### Text
╭──

There's a developer story here too
If you build software, the more concrete announcement might actually matter more than anything consumer-facing: Xcode 27 is getting coding agents built in from Anthropic, Google, and OpenAI directly, so you can build apps using Claude or Gemini models alongside Apple's own, inside Apple's own IDE. For a company that has historically kept its developer tools tightly closed, that's a notable opening — and it lines up with the same broader trend we've covered before on this blog: AI assistants increasingly plug into your existing tools rather than living in their own walled-off chat window.
What's confirmed vs. what's still a rumor wearing a confirmed-fact costume
It's worth being precise here, because a lot of the coverage from the last week blurs "Apple announced this" with "Bloomberg reported this is coming."
Confirmed at the keynote: the Siri AI rebrand, the standalone Siri app, on-screen/cross-app awareness for Apple's own apps, the new gesture-based "Search or Ask" interface, the Apple-Google Foundation Models partnership, and the Xcode 27 third-party coding agent integration.
Reported but not fully detailed by Apple: the exact mechanics of the Extensions system for choosing Claude/Gemini/ChatGPT for specific requests, and whether third-party assistants will ever get the same on-screen access as Siri itself.
Hardware reality check: Apple Intelligence still requires an iPhone 15 Pro or newer, and the most advanced on-device features — including the new Siri voice and updated dictation — need the newer A19 Pro chip. If you're on an older iPhone, expect a noticeably more limited version of all of this, if it works at all.

╰──

### Supplied data
╭──

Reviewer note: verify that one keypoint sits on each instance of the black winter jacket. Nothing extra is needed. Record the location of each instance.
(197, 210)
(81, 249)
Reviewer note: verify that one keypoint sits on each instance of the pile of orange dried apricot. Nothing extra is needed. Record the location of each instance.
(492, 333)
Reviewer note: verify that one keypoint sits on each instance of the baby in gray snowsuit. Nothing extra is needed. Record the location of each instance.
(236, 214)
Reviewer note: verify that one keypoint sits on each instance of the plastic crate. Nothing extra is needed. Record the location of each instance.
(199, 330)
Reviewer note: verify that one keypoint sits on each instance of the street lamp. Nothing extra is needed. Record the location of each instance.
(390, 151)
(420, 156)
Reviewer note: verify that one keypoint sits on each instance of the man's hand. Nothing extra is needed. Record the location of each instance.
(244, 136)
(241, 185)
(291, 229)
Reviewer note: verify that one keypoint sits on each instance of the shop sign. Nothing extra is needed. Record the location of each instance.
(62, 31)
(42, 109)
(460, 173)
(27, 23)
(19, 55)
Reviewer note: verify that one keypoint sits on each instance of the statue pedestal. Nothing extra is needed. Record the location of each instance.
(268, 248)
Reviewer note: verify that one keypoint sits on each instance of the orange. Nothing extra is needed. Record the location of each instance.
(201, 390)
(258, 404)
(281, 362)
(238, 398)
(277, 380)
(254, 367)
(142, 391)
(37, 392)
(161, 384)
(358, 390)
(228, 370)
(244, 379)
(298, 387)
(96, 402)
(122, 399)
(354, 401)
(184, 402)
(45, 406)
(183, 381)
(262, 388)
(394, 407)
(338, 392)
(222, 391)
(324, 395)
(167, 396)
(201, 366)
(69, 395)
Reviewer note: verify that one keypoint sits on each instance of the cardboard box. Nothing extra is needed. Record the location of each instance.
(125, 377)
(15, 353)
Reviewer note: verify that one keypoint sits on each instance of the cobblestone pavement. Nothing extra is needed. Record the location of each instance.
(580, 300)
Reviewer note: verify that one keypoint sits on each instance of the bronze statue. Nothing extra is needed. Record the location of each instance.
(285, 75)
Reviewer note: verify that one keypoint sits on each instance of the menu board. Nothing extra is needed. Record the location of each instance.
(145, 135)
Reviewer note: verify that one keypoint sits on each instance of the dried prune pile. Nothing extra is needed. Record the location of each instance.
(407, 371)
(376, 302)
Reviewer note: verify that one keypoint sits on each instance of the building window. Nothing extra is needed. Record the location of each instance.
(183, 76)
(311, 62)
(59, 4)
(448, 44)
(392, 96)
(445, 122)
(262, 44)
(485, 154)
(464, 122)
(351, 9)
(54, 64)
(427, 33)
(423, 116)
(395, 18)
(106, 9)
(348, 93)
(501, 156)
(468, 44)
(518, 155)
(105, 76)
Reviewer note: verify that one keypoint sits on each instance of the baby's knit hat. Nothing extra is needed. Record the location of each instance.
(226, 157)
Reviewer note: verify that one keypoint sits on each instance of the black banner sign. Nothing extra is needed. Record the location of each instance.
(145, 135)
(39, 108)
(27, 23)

╰──

### Assignment
From the text about Apple's AI announcements, list every item it says was confirmed at the keynote.

### Task result
- The Siri AI rebrand
- The standalone Siri app
- On-screen/cross-app awareness for Apple's own apps
- The new gesture-based "Search or Ask" interface
- The Apple-Google Foundation Models partnership
- The Xcode 27 third-party coding agent integration